### Passage to read
⁂

Best Buy's big announcement last week that it plans to close 50 stores this year while opening 100 smaller locations sent shivers through the retail industry. The new strategy seeks $800 million in cost reductions by fiscal 2015, including approximately $250 million in fiscal 2013.
Does Best Buy's change of fortune signal the end of an era? Bloomberg Businessweek thinks so. It extrapolated from the Best Buy news in a story headlined "Best Buy Closings Signal End of Big-Box Retail."
After 50 years of putting mom and pops out of business, big-box retail is having a mid-life crisis. A slow economy has hurt same-store sales, narrowing margins at big stores. Meanwhile, consumers, armed with price-comparison technology, are visiting more stores seeking deals or exclusive merchandise rather than making one-stop, fill-the-cart excursions.
Industry watchers who monitor the country's largest electronics retailer weren't surprised. For years, they've warned about pressure from online-only retailers like Amazon.com, not to mention general-purpose discounters like Costco, Target, and Wal-Mart.
Over the last full fiscal year, Best Buy lost $1.2 billion, or $3.36 a share. That compares with a profit of $1.3 billion, or $3.08 a share, a year earlier.
But before making Best Buy the poster child for the End of Retail as We Know It, it's worth examining the marketing missteps the retailer has made, both online and off.

⁂

### What to do
**a)** In the Best Buy article, how much money did Best Buy lose over the last full fiscal year?
**b)** Reproduce word for word the part of the Best Buy article from "Best Buy's big" up to and including "in fiscal 2013.".
The listing after the Best Buy article is separate material, unrelated to the article.

### Source excerpt

⁂

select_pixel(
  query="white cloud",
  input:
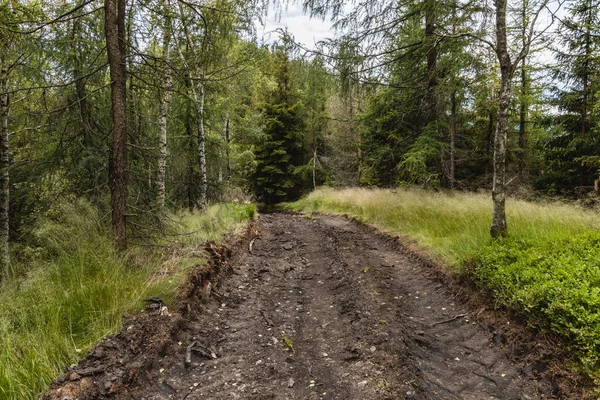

⁂

### Response list
**a)** $1.2 billion, or $3.36 a share.

**b)**
Best Buy's big announcement last week that it plans to close 50 stores this year while opening 100 smaller locations sent shivers through the retail industry. The new strategy seeks $800 million in cost reductions by fiscal 2015, including approximately $250 million in fiscal 2013.